(Excerpt from a dataset)
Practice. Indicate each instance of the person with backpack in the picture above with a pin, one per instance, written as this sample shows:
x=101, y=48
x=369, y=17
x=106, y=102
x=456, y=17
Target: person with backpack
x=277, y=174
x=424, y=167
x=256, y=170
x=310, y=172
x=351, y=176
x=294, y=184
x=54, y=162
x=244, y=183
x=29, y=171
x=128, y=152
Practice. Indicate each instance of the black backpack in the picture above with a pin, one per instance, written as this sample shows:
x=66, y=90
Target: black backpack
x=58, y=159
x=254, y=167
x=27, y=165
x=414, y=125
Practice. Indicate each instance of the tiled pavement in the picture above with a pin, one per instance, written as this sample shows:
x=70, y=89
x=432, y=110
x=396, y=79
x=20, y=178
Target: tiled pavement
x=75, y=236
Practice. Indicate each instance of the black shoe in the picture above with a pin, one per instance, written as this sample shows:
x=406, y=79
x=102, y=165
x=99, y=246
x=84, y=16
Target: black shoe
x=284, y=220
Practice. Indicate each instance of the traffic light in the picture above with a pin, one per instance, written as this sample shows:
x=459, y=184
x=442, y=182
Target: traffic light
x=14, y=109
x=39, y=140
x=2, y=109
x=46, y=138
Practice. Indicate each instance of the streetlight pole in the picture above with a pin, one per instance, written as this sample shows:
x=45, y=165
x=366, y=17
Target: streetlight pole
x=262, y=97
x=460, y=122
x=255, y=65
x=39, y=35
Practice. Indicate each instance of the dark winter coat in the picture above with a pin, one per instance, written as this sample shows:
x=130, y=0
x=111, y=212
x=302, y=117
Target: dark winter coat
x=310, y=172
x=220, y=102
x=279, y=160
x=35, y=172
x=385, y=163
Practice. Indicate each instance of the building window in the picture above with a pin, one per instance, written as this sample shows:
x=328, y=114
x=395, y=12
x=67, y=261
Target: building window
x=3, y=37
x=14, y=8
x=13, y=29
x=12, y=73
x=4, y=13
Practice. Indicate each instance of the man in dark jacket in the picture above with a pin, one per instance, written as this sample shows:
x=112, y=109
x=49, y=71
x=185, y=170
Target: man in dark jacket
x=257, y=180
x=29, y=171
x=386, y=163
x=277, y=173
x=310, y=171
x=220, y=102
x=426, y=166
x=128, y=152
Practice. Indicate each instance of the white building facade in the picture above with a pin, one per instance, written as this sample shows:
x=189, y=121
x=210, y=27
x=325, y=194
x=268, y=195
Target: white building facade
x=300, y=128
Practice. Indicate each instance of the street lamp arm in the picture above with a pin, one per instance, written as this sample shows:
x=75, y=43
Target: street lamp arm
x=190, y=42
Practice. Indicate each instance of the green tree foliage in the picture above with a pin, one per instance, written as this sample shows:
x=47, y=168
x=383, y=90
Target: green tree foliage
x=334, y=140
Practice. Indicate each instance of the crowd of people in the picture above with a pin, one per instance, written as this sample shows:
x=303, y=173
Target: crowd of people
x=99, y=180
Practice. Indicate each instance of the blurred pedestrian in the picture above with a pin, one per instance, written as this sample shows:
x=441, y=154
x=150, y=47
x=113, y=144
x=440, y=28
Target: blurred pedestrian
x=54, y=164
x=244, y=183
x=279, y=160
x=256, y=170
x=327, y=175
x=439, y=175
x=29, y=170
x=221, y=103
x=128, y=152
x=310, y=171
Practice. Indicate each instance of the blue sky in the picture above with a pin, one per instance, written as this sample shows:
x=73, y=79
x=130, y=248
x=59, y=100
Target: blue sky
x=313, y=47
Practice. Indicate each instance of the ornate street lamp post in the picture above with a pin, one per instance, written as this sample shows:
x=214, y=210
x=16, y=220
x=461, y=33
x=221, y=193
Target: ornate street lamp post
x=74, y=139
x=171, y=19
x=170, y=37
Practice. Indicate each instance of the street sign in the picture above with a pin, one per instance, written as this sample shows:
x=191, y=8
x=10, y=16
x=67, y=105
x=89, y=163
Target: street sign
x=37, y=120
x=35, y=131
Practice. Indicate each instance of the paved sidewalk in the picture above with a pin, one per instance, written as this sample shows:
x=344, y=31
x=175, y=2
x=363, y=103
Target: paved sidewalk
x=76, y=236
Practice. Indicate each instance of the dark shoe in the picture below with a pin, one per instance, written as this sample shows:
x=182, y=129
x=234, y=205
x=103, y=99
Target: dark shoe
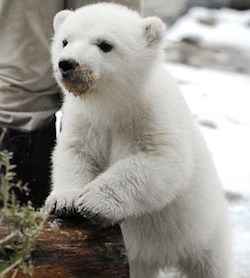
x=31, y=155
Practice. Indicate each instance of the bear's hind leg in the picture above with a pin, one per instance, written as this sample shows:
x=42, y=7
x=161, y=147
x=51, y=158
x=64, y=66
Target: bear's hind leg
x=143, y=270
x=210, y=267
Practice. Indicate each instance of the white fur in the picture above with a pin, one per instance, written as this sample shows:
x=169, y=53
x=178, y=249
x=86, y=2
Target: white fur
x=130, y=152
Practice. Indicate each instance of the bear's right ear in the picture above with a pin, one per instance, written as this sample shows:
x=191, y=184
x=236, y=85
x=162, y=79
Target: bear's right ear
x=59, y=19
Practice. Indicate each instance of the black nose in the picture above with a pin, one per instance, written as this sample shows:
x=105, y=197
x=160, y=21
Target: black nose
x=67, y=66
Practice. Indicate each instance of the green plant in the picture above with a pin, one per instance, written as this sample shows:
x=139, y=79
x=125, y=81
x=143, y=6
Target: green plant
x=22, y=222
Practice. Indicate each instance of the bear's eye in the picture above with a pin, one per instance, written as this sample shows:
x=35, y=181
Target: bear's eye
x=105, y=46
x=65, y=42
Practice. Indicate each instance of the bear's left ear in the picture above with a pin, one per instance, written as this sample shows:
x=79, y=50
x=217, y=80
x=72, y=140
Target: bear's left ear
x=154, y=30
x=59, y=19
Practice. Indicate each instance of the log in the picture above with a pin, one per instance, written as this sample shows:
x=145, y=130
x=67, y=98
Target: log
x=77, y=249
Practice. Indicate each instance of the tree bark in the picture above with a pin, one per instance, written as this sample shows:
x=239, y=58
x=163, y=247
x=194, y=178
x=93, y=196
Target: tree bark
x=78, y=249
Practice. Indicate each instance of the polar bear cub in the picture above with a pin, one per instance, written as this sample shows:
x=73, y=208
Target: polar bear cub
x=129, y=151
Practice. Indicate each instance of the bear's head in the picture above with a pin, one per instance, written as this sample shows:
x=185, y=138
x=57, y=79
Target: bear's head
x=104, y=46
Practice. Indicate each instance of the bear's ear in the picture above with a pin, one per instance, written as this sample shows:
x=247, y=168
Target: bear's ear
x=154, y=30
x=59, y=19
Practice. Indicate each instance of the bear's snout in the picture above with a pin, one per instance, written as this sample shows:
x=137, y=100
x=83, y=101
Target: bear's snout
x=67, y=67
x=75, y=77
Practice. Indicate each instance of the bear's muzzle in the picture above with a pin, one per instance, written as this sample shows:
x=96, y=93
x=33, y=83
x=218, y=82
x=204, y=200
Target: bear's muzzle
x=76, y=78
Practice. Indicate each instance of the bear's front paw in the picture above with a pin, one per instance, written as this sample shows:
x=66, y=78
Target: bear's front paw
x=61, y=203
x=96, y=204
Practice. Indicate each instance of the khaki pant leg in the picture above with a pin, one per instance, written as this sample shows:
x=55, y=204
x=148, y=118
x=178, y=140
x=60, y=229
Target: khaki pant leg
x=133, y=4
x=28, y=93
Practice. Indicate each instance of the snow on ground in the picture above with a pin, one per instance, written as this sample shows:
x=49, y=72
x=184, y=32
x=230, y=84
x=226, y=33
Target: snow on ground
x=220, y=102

--

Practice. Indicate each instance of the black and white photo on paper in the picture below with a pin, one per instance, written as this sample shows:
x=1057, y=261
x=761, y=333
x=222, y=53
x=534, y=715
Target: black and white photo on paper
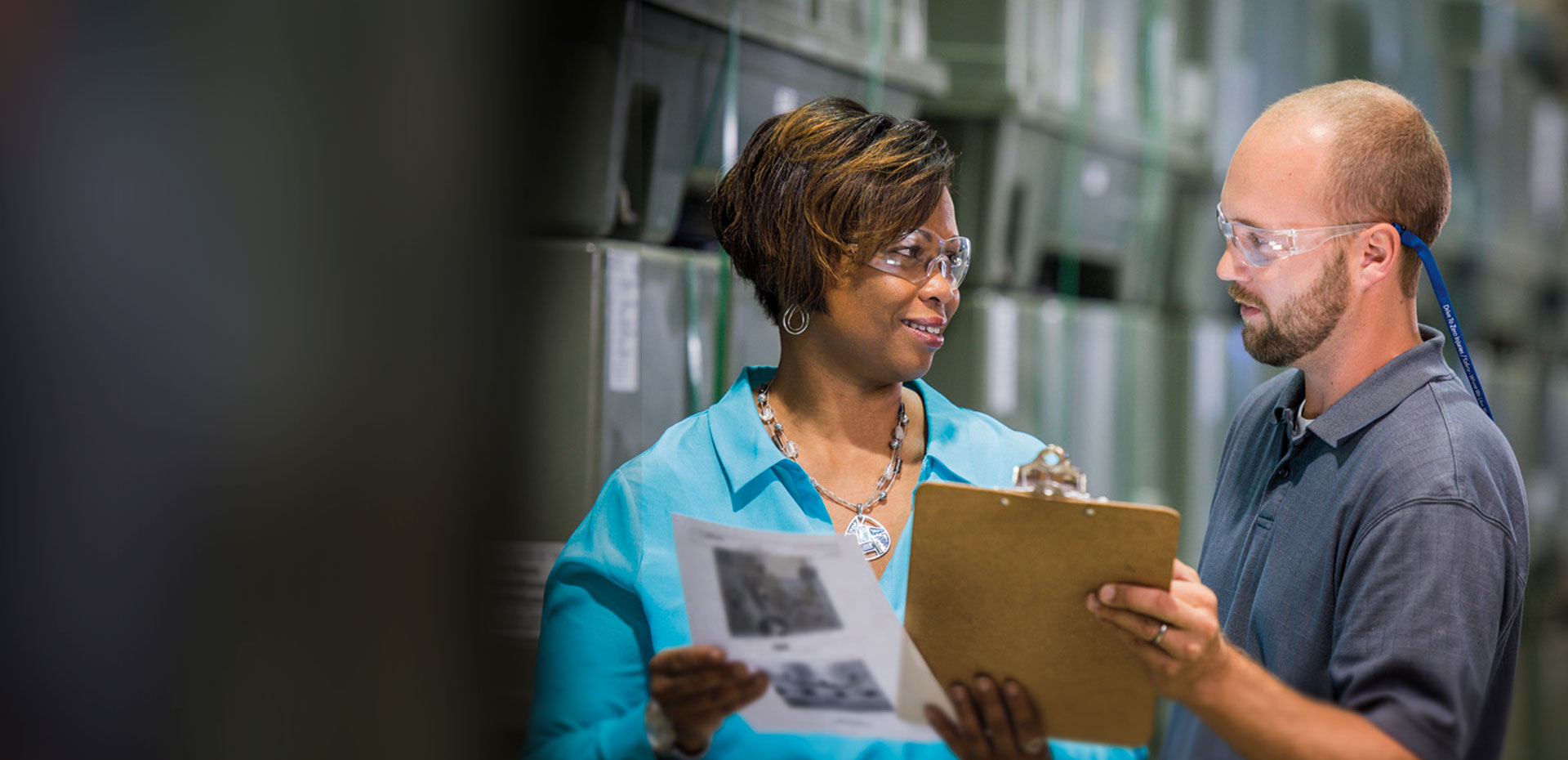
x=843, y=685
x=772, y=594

(PROBLEM REQUIREMENTS): Identify each line in the listing above that contains the word "plant", and copy every such line in full.

(EXPECTED ANSWER):
Practice. Indicate each instance of the green plant in the picture above with a pin, one per instance, written as this sample shows:
Target: green plant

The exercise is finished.